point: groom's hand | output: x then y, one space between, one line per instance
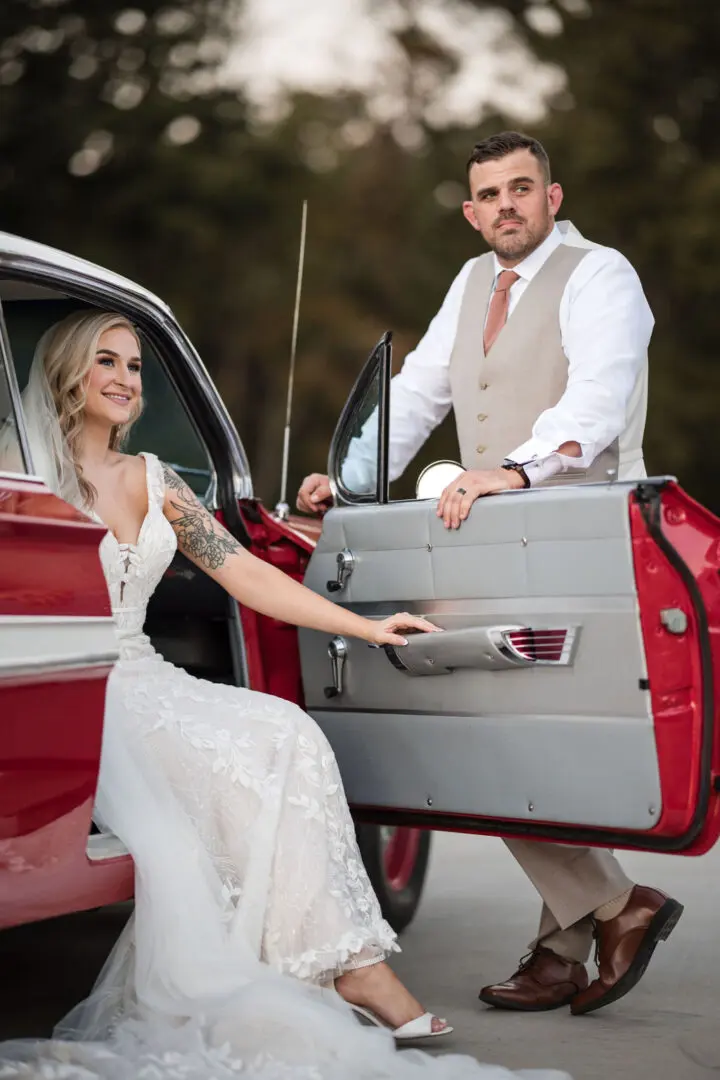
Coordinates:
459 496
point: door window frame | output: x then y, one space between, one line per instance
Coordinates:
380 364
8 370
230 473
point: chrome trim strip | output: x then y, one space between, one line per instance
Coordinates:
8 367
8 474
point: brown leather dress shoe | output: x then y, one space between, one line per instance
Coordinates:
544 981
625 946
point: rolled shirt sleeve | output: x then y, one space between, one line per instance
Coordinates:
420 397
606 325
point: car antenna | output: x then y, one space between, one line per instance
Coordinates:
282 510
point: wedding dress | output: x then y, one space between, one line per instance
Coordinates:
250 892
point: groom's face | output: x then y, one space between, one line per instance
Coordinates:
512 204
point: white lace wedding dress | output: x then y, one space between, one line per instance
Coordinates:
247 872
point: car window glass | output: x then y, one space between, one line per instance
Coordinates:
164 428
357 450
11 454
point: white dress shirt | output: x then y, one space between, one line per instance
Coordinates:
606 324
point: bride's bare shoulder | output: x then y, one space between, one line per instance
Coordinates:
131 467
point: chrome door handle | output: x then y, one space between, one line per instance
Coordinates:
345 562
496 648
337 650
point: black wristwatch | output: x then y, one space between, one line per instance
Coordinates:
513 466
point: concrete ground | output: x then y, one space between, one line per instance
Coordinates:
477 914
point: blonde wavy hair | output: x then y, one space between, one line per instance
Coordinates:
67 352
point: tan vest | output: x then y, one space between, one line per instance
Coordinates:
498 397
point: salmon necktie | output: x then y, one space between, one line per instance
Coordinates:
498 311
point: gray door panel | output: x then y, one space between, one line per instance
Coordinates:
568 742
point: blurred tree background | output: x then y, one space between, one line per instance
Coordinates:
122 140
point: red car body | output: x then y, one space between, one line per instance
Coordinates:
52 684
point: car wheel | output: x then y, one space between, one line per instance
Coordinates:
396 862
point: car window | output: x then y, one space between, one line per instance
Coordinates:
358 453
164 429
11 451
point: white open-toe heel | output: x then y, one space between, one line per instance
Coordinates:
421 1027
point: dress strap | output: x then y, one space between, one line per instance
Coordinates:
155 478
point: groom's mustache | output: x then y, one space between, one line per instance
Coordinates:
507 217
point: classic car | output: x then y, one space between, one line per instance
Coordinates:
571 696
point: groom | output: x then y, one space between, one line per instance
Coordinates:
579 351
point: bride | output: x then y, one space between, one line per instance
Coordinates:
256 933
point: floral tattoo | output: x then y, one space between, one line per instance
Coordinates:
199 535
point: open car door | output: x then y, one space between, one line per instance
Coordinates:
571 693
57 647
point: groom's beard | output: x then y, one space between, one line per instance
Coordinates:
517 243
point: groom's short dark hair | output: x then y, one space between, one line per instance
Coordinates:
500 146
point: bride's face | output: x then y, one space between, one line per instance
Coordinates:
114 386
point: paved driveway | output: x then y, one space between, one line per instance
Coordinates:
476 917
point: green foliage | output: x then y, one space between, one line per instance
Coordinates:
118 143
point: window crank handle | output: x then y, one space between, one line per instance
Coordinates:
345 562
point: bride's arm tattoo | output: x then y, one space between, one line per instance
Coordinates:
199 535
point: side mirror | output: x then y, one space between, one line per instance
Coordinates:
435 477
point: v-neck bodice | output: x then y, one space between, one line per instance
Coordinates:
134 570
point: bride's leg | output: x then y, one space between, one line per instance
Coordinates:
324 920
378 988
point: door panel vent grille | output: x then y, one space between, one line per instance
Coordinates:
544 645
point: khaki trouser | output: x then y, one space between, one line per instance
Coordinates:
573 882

-----

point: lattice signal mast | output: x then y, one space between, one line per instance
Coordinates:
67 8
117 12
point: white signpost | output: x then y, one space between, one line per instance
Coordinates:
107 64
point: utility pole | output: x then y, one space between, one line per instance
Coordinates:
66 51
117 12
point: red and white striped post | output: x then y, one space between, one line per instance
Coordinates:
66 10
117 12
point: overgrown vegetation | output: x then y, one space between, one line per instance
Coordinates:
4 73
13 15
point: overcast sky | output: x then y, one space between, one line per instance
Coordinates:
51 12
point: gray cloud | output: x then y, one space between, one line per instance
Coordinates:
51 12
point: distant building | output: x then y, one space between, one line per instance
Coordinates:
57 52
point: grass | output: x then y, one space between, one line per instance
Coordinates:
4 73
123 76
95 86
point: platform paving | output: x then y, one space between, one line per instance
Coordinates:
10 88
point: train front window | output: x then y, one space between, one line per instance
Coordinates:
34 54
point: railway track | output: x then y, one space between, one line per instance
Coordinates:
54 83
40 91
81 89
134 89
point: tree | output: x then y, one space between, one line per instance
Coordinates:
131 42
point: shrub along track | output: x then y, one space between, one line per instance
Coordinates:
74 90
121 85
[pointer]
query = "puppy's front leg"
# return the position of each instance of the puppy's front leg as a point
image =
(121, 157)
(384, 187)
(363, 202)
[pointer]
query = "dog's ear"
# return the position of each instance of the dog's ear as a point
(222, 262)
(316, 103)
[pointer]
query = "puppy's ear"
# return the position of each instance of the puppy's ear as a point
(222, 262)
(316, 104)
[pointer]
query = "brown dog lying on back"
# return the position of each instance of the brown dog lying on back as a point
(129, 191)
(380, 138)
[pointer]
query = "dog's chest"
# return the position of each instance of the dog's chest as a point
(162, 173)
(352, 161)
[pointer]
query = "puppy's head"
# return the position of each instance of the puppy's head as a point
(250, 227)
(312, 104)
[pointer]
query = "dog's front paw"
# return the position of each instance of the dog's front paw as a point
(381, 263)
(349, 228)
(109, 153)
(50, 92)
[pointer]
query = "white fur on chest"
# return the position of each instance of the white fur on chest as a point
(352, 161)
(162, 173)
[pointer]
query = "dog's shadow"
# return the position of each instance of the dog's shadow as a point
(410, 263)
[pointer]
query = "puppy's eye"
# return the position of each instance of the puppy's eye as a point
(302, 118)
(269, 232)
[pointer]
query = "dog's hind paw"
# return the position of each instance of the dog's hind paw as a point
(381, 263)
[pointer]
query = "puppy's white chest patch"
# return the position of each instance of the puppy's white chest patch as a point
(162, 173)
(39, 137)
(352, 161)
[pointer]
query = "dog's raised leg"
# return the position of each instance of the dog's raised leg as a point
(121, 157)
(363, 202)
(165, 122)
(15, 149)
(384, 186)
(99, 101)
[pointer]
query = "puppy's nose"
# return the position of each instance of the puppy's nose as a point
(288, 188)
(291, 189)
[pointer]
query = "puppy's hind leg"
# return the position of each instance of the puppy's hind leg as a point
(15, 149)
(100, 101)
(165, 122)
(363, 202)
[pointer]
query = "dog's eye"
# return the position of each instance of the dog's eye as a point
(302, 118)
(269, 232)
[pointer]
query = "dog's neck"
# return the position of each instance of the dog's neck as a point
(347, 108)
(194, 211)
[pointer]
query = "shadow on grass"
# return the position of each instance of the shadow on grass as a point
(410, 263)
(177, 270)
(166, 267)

-----

→ TASK OBJECTIVE: Which lines of the data hold the string "window"? Return each of them.

→ EXERCISE ANSWER:
point: door window frame | output: x then y, one space between, one line per instance
point: car window glass | output: x then y, one space between, one line per instance
point: car window | output: x then y, one space between, one line per instance
point: window crank handle | output: x then y, one space between, one line per instance
point: train front window | output: x then y, one space between, one line per instance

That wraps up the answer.